** Dataset records follows **
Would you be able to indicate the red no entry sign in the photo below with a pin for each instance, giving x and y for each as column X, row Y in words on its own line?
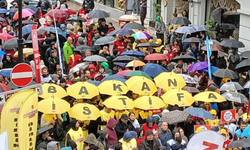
column 21, row 75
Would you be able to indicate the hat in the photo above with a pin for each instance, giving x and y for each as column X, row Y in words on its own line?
column 213, row 112
column 124, row 116
column 150, row 132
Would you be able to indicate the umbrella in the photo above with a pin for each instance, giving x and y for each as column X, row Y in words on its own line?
column 192, row 40
column 82, row 90
column 128, row 18
column 198, row 66
column 141, row 35
column 124, row 32
column 105, row 40
column 235, row 97
column 210, row 97
column 225, row 73
column 213, row 69
column 26, row 51
column 124, row 59
column 89, row 112
column 185, row 30
column 199, row 28
column 153, row 69
column 178, row 97
column 156, row 56
column 175, row 116
column 98, row 14
column 25, row 13
column 76, row 19
column 95, row 58
column 149, row 103
column 199, row 112
column 191, row 89
column 188, row 79
column 53, row 105
column 115, row 77
column 239, row 143
column 6, row 36
column 122, row 73
column 180, row 21
column 119, row 103
column 184, row 58
column 113, row 87
column 231, row 86
column 134, row 25
column 133, row 53
column 137, row 73
column 169, row 80
column 53, row 90
column 147, row 44
column 141, row 85
column 135, row 63
column 59, row 13
column 232, row 43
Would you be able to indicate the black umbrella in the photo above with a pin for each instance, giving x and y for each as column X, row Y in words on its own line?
column 184, row 58
column 124, row 58
column 148, row 44
column 98, row 14
column 192, row 40
column 180, row 21
column 239, row 143
column 225, row 73
column 134, row 25
column 232, row 43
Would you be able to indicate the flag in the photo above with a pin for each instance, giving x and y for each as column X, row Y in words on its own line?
column 209, row 53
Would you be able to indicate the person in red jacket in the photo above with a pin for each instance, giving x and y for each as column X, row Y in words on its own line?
column 119, row 45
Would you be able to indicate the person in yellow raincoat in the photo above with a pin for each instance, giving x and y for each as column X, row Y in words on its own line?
column 75, row 134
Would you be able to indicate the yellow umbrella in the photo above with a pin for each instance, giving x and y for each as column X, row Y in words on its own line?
column 84, row 111
column 209, row 97
column 112, row 87
column 169, row 80
column 141, row 85
column 119, row 102
column 50, row 89
column 53, row 106
column 178, row 97
column 26, row 51
column 149, row 102
column 135, row 63
column 83, row 90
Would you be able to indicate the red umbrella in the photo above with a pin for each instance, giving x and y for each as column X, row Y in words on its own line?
column 69, row 12
column 25, row 13
column 156, row 56
column 59, row 13
column 6, row 36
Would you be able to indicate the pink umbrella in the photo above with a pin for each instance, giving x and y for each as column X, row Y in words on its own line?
column 122, row 73
column 25, row 13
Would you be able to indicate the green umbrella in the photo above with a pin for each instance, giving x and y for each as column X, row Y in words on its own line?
column 137, row 73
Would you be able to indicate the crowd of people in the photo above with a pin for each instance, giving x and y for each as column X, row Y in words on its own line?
column 121, row 129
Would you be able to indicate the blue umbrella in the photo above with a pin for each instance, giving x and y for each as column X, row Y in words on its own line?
column 153, row 69
column 213, row 69
column 115, row 77
column 198, row 112
column 133, row 53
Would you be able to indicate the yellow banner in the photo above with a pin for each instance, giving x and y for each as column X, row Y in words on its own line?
column 27, row 122
column 9, row 116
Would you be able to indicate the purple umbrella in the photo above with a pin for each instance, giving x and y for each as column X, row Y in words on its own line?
column 198, row 66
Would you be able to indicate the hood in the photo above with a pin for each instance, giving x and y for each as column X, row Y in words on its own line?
column 51, row 145
column 112, row 122
column 129, row 135
column 105, row 65
column 91, row 139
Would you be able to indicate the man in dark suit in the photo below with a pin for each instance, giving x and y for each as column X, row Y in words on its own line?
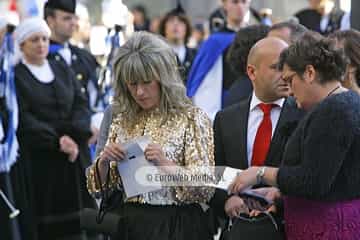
column 61, row 18
column 245, row 133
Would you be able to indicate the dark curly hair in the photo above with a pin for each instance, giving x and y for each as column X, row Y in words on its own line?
column 313, row 49
column 350, row 41
column 239, row 50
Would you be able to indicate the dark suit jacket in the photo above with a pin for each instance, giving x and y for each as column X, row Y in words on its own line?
column 241, row 89
column 230, row 136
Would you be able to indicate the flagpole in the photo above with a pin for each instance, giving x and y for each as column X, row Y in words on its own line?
column 14, row 212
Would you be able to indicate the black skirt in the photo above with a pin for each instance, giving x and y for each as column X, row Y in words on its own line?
column 169, row 222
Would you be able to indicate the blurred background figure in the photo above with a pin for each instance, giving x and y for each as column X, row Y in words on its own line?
column 8, row 141
column 155, row 24
column 198, row 35
column 237, row 56
column 211, row 76
column 53, row 133
column 81, row 36
column 141, row 20
column 349, row 40
column 62, row 21
column 322, row 16
column 175, row 26
column 288, row 31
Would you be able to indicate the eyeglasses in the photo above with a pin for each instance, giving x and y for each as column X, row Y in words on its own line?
column 289, row 78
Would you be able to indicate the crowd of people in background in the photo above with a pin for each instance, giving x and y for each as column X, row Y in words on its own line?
column 278, row 100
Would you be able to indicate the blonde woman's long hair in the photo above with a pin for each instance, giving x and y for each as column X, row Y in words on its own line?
column 143, row 58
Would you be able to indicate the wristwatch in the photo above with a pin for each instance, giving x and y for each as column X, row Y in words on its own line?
column 260, row 175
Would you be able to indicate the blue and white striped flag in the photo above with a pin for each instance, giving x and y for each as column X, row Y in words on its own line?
column 8, row 146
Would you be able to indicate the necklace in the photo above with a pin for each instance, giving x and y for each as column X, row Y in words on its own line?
column 332, row 91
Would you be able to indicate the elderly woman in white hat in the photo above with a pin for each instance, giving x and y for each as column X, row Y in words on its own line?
column 53, row 132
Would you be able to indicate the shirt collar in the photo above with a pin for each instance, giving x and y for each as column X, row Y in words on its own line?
column 255, row 101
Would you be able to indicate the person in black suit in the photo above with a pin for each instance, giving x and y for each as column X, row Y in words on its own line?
column 235, row 127
column 237, row 57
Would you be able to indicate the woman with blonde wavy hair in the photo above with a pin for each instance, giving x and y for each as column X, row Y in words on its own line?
column 150, row 101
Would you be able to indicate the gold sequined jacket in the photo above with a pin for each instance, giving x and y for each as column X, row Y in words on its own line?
column 186, row 139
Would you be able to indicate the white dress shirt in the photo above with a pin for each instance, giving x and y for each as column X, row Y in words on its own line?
column 65, row 52
column 42, row 73
column 256, row 116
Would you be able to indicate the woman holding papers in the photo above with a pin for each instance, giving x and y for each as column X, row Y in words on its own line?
column 319, row 177
column 150, row 101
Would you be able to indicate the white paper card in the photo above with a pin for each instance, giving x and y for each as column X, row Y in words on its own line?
column 135, row 160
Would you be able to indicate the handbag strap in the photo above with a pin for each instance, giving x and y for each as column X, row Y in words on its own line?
column 103, row 209
column 232, row 221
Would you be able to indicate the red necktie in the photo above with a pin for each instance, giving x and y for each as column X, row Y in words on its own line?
column 263, row 136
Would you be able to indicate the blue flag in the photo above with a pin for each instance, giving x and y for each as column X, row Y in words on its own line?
column 8, row 142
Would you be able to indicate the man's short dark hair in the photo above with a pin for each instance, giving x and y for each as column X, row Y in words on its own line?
column 313, row 49
column 296, row 29
column 49, row 12
column 239, row 50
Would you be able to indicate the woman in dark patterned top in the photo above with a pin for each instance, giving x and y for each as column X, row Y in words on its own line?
column 319, row 177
** End of Dataset records **
What needs to be done: Copy the records above exactly, leaving out every picture.

Solution:
Would you be able to indicate the red no entry sign in the photo below with a pin for each instance, giving x and y for each as column X, row Y in words on its own line?
column 21, row 75
Would you be able to indicate the hat in the photo above with a pin for each instance, giving x and y for each as column X, row Y in words on its own line?
column 213, row 112
column 124, row 116
column 150, row 132
Would you be able to indicate the umbrella in the photo above with a pin for each instance, giving x and y for each as column X, row Y in words on its own line?
column 192, row 40
column 82, row 90
column 128, row 18
column 198, row 66
column 141, row 35
column 124, row 32
column 105, row 40
column 235, row 97
column 210, row 97
column 225, row 73
column 213, row 69
column 26, row 51
column 124, row 59
column 89, row 112
column 185, row 30
column 199, row 28
column 153, row 69
column 178, row 97
column 156, row 56
column 175, row 116
column 98, row 14
column 25, row 13
column 76, row 19
column 95, row 58
column 149, row 103
column 199, row 112
column 191, row 89
column 188, row 79
column 53, row 105
column 115, row 77
column 239, row 143
column 6, row 36
column 122, row 73
column 180, row 21
column 119, row 103
column 184, row 58
column 113, row 87
column 231, row 86
column 134, row 25
column 133, row 53
column 137, row 73
column 169, row 80
column 53, row 90
column 147, row 44
column 141, row 85
column 135, row 63
column 59, row 13
column 232, row 43
Would you be able to indicate the black umbrella in the photo above with a pin for each instance, giving x and y for each as column X, row Y in words on its own line?
column 184, row 58
column 124, row 58
column 148, row 44
column 98, row 14
column 192, row 40
column 180, row 21
column 239, row 143
column 225, row 73
column 134, row 25
column 232, row 43
Would you be able to indicate the flag in the photo above with a pin for each instance, giving x and y for each as column X, row Y in words on its own line?
column 209, row 53
Would you be able to indicate the person in red jacket in the photo above with a pin for each instance, giving x and y for each as column X, row Y in words on its own line?
column 119, row 45
Would you be able to indicate the person in yellow raincoat in the photo above with a pin for each instance, giving x and y for each as column X, row Y in words on its own line?
column 75, row 134
Would you be able to indicate the yellow umbrella in the photo above with a pin for each instance, giving x and y for each as column X, row Y in words on its own line?
column 84, row 111
column 209, row 97
column 112, row 87
column 169, row 80
column 141, row 85
column 119, row 102
column 50, row 89
column 53, row 106
column 178, row 97
column 26, row 51
column 149, row 102
column 135, row 63
column 83, row 90
Would you be able to indicate the red umbrella in the photo above with a pin for each instance, giving x and y for each as column X, row Y in words on its own line?
column 69, row 12
column 25, row 13
column 156, row 56
column 59, row 13
column 6, row 36
Would you be able to indicate the pink umbrella in the photo above with a pin for each instance, giving x and y for each as column X, row Y in words on its own line?
column 122, row 73
column 25, row 13
Would you be able to indicate the green umbrella in the photo above with a pin for each instance, giving x and y for each as column X, row Y in words on its own line?
column 137, row 73
Would you be able to indicate the crowd of people in the photo above with a pin for each instance, giving x and y for each as column X, row Y in words on its own line?
column 121, row 129
Would you be able to indicate the blue umbrella in the photo above with a pin for each instance, giving x and y for each as column X, row Y in words on its own line?
column 153, row 69
column 213, row 69
column 115, row 77
column 198, row 112
column 133, row 53
Would you be able to indicate the yellow banner in the photo above with a pin for each instance, giving x and y for each as column X, row Y in words on its own line?
column 27, row 122
column 9, row 116
Would you be able to indicate the purple umbrella in the photo above with a pin for each instance, giving x and y for each as column X, row Y in words on its own line?
column 198, row 66
Would you be able to indicate the hood in the photo above with a pin for each instance, giving x and y for each as column X, row Y in words on its own line?
column 51, row 145
column 112, row 122
column 129, row 135
column 105, row 65
column 91, row 139
Would you be able to indicate the man in dark suit in the photo below with a pin for each instance, giving x and y for each as column X, row Y in words on its own line?
column 61, row 18
column 245, row 133
Would you be able to indicate the dark curly hair in the photo above with a pin for each instance, giving x and y for each as column X, row Y in words on its own line?
column 313, row 49
column 350, row 41
column 239, row 50
Would you be able to indicate the dark suit jacket in the photo above with a pin for each instance, giving x and y for each as column X, row Y in words on its own line?
column 241, row 89
column 230, row 136
Would you be able to indicate the flagpole in the photo above with a pin for each instance, giving x and y for each as column X, row Y in words on its own line?
column 14, row 212
Would you be able to indicate the black skirt in the photo above with a pin for each instance, giving x and y for each as column X, row Y in words on its own line?
column 169, row 222
Would you be able to indicate the blurred background figure in the photo above with a pin for each instance, giving x and y for each as column X, row Y in words on its own line?
column 8, row 141
column 155, row 24
column 198, row 35
column 237, row 56
column 211, row 76
column 53, row 133
column 81, row 36
column 141, row 20
column 349, row 40
column 62, row 21
column 322, row 16
column 175, row 26
column 288, row 31
Would you be able to indicate the eyeglasses in the photo above with a pin for each instance, giving x and y for each as column X, row Y in words on its own line?
column 289, row 78
Would you be able to indicate the crowd of people in background in the photo above with a pin for each instance, giving x and y for each as column X, row Y in words on its own line?
column 278, row 100
Would you be able to indicate the blonde woman's long hair in the photo above with a pin for each instance, giving x and y for each as column X, row Y in words on its own line?
column 143, row 58
Would you be able to indicate the wristwatch in the photo above with a pin for each instance, giving x and y for each as column X, row Y in words on its own line?
column 260, row 175
Would you be able to indicate the blue and white striped flag in the photo above with a pin for each instance, giving x and y for each as column X, row Y in words on its own line?
column 8, row 146
Would you be able to indicate the necklace in the photo above with a pin for each instance, giving x and y for each as column X, row Y in words on its own line?
column 332, row 91
Would you be able to indicate the elderly woman in white hat in the photo above with a pin for each instance, giving x and y for each as column X, row Y in words on its own line?
column 53, row 132
Would you be able to indicate the shirt collar in the photo above with a pin for each instance, giving x and y for each as column X, row Y in words on its own line?
column 255, row 101
Would you be able to indicate the person in black suit in the photo above with a pin for each instance, giving x and y for each as column X, row Y in words on its own line?
column 235, row 127
column 237, row 57
Would you be able to indicate the woman with blonde wavy hair in the photo above with a pin for each instance, giving x and y for each as column X, row Y in words on its own line?
column 150, row 101
Would you be able to indicate the gold sequined jacket in the photo above with a pin for each instance, giving x and y for each as column X, row Y in words on its own line?
column 186, row 139
Would you be able to indicate the white dress shirt in the photo above with a pin for each instance, giving x and y for each as column X, row Y in words on its own line?
column 65, row 52
column 42, row 73
column 256, row 116
Would you be able to indicate the woman holding papers in the photo above with a pin for each instance, giving x and y for each as column X, row Y in words on its own line?
column 319, row 177
column 150, row 101
Would you be able to indicate the white paper card in the photo above with a pin for each instance, giving x and y for each as column X, row Y in words on its own line?
column 135, row 160
Would you be able to indicate the handbag strap in the photo above with a pin for each instance, giving x and y for each as column X, row Y in words on its own line?
column 103, row 209
column 232, row 221
Would you be able to indicate the red necktie in the photo above with a pin for each instance, giving x and y for each as column X, row Y in words on its own line?
column 263, row 136
Would you be able to indicate the blue flag in the photo above with a pin for each instance, giving x and y for each as column X, row Y in words on its own line?
column 8, row 142
Would you be able to indicate the man's short dark hair in the photo above with a pin for each instance, giving x and y for each as column X, row Y in words on its own line?
column 313, row 49
column 296, row 29
column 49, row 12
column 239, row 50
Would you be able to indicate the woman in dark patterned top in the photo above with a pin for each instance, giving x and y for each as column X, row Y in words on its own line?
column 319, row 177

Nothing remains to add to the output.